- Requirements -
Transcribe the data in full and exactly, omitting any pictures.

- Source material -
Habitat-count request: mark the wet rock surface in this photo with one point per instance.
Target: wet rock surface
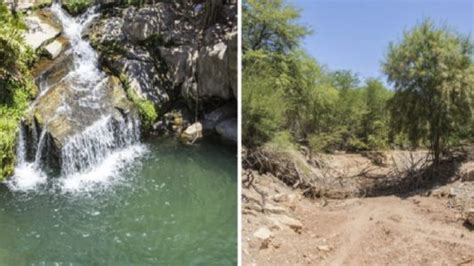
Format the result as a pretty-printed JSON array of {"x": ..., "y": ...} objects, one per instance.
[
  {"x": 62, "y": 112},
  {"x": 168, "y": 55}
]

- Answer to this problem -
Habitat-count request: mark the wet rock surface in this photo with one point per instance.
Target: wet rock surface
Format the result as a pretty-printed JSON array of {"x": ..., "y": ...} objects, one per instance.
[
  {"x": 62, "y": 112},
  {"x": 168, "y": 55}
]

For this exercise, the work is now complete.